:: EXERCISE BRIEF ::
From the entries below, gather each line containing the word "mask".

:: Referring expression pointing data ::
_ _ _ _

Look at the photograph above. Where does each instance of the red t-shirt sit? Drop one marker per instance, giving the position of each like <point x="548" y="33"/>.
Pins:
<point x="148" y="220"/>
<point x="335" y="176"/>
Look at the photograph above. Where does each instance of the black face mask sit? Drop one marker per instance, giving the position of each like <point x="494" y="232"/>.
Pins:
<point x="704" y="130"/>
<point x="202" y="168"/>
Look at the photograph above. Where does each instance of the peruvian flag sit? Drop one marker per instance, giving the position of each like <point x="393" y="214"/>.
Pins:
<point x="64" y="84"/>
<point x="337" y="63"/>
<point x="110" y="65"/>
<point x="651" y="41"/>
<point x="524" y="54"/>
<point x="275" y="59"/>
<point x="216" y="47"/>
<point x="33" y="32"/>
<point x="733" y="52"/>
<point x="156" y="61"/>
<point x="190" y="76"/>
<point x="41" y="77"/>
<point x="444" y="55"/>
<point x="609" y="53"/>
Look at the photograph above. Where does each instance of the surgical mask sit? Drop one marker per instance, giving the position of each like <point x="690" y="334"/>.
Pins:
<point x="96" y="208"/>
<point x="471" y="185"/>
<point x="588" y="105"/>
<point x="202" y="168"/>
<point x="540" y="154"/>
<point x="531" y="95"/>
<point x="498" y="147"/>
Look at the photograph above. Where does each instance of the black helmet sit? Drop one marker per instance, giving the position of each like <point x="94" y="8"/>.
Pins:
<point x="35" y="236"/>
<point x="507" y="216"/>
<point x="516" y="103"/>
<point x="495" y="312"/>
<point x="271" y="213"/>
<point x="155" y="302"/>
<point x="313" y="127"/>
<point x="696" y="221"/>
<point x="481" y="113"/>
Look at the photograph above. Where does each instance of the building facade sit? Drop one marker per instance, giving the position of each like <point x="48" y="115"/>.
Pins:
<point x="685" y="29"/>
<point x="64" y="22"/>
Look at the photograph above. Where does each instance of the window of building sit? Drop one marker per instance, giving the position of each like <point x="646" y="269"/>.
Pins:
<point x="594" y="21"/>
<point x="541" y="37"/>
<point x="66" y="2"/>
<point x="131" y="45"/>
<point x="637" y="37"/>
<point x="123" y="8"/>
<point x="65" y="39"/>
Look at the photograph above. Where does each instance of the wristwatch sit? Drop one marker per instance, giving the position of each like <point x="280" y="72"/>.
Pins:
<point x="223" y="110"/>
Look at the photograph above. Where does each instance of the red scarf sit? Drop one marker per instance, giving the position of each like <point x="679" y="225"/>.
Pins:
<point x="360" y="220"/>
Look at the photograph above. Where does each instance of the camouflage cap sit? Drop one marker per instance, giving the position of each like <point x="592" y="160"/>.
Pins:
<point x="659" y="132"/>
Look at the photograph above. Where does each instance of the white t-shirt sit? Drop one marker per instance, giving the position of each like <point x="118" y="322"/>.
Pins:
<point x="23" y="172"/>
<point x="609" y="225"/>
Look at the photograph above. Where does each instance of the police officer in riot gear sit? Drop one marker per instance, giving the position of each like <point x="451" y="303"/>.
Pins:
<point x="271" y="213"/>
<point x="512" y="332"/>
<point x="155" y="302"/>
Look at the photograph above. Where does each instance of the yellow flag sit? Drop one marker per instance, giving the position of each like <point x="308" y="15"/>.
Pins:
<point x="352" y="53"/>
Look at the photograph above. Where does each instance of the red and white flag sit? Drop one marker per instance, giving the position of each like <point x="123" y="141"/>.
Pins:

_ _ _ _

:: WRITTEN ANSWER ::
Look at the photograph above. Where does each instance of the black face mask sit? Drop one marker per instance, giving the position of each like <point x="494" y="232"/>.
Look at the photograph above. Where does each instance of the surgical mask sit? Drop one marker per instance, giving the position of each like <point x="690" y="334"/>.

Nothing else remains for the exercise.